▸ **WORK INSTRUCTION**:
Only the count is needed. Count the lines below with the word "negative" in them.

GIVEN INFORMATION START

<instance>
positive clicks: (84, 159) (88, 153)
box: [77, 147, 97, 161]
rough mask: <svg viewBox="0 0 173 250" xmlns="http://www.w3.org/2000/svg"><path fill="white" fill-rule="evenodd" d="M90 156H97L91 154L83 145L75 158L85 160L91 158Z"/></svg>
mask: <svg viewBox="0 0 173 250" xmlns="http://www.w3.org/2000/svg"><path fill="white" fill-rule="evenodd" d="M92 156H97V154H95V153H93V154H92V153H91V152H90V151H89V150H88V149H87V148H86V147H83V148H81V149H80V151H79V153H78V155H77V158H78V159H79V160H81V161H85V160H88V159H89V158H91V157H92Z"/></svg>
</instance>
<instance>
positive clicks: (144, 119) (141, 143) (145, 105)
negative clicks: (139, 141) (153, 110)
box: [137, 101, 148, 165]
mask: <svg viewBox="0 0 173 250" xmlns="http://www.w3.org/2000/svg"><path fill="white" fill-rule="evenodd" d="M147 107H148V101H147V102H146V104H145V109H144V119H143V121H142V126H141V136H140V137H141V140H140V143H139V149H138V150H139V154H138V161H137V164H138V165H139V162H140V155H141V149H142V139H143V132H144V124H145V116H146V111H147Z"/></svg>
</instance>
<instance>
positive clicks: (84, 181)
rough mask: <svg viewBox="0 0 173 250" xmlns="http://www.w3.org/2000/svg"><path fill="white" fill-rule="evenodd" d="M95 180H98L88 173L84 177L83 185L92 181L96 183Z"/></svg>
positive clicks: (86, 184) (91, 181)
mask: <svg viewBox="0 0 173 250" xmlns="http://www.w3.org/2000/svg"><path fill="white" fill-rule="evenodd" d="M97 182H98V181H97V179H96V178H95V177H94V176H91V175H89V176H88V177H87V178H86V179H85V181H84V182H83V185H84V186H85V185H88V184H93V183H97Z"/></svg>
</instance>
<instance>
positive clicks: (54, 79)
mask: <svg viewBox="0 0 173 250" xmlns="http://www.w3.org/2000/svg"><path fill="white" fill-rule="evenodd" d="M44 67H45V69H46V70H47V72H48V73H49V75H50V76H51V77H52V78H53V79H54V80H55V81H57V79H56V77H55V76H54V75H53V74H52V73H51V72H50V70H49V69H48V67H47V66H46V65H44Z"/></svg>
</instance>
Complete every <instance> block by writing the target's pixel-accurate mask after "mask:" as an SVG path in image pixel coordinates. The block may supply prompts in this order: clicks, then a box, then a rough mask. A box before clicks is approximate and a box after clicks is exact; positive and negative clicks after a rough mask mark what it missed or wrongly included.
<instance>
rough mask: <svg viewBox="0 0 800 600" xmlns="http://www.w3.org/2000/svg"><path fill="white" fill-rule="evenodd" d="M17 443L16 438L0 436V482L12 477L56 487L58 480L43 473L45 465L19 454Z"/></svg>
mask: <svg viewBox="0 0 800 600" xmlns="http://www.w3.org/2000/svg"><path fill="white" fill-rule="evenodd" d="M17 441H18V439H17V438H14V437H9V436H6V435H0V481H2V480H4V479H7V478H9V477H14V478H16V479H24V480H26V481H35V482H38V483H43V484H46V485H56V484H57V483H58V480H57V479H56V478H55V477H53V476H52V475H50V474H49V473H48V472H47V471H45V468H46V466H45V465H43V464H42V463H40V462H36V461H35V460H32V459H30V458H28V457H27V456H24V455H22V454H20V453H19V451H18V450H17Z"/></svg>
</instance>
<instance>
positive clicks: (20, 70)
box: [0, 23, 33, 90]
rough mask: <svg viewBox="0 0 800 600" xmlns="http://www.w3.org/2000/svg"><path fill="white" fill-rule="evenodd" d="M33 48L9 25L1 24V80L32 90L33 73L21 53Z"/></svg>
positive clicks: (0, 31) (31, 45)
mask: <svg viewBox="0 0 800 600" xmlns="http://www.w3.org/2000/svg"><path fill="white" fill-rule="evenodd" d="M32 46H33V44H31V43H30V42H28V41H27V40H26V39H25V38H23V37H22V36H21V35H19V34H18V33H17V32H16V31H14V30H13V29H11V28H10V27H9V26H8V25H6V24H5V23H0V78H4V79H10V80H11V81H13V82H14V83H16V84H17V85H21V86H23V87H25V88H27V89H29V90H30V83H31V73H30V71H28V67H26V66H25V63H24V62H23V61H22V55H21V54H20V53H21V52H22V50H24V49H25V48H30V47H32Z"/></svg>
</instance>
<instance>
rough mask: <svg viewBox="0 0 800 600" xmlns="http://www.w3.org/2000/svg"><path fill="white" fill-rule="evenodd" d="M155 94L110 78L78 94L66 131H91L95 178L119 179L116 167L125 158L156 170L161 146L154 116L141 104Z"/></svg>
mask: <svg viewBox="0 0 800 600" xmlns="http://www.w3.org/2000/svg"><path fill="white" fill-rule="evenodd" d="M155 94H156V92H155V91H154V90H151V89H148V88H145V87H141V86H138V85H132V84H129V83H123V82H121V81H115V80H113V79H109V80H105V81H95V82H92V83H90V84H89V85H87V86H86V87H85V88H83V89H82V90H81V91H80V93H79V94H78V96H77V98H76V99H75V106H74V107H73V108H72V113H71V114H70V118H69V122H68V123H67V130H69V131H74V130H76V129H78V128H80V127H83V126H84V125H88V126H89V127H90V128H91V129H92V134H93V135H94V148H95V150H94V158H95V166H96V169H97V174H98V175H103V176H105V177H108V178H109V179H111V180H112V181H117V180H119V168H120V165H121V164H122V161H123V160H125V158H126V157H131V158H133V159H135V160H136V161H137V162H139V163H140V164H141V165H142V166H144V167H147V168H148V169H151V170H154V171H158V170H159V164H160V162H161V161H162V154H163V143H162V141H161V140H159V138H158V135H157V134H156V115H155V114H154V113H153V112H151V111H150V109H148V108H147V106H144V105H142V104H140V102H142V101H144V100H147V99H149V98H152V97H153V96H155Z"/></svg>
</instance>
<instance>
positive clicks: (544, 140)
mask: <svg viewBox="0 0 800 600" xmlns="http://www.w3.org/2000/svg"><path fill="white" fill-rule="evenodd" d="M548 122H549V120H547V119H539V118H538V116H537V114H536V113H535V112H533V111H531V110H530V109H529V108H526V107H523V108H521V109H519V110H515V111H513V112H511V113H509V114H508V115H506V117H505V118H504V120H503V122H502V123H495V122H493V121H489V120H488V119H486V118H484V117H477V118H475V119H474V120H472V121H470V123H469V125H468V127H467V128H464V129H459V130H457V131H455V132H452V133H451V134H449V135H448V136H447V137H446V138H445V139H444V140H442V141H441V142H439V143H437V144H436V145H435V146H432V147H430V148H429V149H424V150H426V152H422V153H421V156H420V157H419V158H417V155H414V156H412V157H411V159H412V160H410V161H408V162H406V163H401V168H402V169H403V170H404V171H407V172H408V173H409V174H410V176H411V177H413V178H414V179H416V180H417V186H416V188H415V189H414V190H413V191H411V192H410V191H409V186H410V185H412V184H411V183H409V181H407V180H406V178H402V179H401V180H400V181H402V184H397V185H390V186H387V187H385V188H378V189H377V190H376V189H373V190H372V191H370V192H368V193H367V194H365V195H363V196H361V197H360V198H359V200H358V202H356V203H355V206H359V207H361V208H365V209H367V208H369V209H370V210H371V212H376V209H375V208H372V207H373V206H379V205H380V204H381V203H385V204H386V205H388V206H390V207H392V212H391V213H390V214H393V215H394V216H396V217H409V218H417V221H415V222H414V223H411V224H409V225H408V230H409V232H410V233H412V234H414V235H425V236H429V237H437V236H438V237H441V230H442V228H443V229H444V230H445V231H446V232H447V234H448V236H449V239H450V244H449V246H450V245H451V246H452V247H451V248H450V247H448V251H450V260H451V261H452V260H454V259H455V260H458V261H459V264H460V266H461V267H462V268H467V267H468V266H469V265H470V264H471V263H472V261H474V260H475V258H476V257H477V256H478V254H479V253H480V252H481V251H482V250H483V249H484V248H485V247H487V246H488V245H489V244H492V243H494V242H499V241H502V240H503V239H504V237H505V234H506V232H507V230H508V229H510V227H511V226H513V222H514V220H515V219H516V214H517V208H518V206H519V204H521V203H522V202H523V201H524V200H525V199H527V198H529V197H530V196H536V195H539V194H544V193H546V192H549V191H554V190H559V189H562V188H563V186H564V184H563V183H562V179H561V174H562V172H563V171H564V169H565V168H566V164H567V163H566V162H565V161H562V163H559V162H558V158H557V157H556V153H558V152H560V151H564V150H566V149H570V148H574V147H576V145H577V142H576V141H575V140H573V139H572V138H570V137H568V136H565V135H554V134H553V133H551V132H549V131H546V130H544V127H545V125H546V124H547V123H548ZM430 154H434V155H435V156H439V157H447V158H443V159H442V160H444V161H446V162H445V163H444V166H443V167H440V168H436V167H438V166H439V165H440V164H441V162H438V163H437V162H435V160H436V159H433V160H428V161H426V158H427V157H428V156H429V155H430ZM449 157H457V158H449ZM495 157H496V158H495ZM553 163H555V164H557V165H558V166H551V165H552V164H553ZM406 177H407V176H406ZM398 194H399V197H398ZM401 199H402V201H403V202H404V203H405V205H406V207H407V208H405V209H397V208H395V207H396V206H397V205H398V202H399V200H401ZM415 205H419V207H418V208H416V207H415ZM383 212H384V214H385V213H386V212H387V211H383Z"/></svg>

GIVEN INFORMATION END

▸ **ANSWER**:
2